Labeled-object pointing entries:
:::::
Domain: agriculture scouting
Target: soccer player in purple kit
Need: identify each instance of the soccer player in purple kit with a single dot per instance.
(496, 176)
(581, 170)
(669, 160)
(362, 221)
:::::
Objective: Write out the material above line for line, with no changes.

Response:
Domain: agriculture scouting
Target: soccer player in purple kit
Need: identify each instance of the soccer player in purple kit with a single dot per instance.
(496, 176)
(581, 170)
(669, 160)
(362, 221)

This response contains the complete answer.